**What to produce:** Would you restate all the data that follows, word for word?

Collection entries:
_ _ _
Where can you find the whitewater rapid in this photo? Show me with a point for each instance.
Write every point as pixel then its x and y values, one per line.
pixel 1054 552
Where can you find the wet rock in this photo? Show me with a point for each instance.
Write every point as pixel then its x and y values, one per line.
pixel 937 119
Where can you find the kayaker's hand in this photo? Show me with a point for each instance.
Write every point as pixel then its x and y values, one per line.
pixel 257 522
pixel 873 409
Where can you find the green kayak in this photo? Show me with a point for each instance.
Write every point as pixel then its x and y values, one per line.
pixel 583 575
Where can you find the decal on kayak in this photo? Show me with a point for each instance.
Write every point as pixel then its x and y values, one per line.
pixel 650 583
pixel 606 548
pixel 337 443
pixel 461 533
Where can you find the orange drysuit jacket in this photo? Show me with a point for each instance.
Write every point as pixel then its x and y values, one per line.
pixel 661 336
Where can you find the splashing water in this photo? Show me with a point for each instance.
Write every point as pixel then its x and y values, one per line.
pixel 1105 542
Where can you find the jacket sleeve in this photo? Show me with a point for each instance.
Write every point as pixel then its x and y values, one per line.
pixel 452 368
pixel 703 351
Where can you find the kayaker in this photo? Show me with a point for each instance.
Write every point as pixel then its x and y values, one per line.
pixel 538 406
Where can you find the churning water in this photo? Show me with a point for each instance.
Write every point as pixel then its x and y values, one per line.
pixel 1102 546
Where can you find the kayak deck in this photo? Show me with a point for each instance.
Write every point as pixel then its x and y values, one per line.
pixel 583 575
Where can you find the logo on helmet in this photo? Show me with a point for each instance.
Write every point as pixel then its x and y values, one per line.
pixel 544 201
_ _ _
**Written answer:**
Where can you find the whitewater rapid in this photo? Show me with a point for each instance.
Write every point as pixel then its x and y values, one per line.
pixel 1054 552
Where can you find the wet rock in this photo? Show me with a point for each instance.
Write every point as pixel then its x and y values, one per line.
pixel 937 119
Where can you find the kayaker's hand in this photo? Show me with a point for each instance.
Write every point as pixel then its x and y values, one per line.
pixel 257 522
pixel 873 409
Where can you find the green kayak in this photo? Show me with a point for each instance.
Write every point as pixel then its x and y values, one per line.
pixel 583 575
Where can you find the decal on kayak in this photo? Show me with a point for each instance.
Write every point as pixel then its x and y values, one per line.
pixel 650 583
pixel 606 548
pixel 337 443
pixel 461 533
Where can you find the orange drysuit jacket in this photo? Show me with a point for each instance.
Write every point as pixel then its x and y values, one per line.
pixel 661 336
Where can you find the splashing water in this photo? Show me with a point for each instance.
Write every point as pixel then its x and y values, one per line.
pixel 1105 542
Where can you find the jacket sleeve in this photo? Show me with a point for each instance.
Write every point as pixel then its x and y values, one per line.
pixel 452 368
pixel 703 351
Where can you find the kayaker in this photo? Show me with a point for each instance.
Write every point as pixel then its x and y values, one per line.
pixel 538 406
Where can you find the churning water in this photo? Show me with a point for each instance.
Write every point as pixel then its x and y values, one per line.
pixel 1102 546
Where can you find the kayak deck in this photo? Show me with a point for each instance.
Write every point as pixel then its x and y values, one per line.
pixel 583 575
Where can you find the logo on helmet in this photo? Show me with a point for each instance.
Write every point as pixel then its x and y values, one per line.
pixel 544 201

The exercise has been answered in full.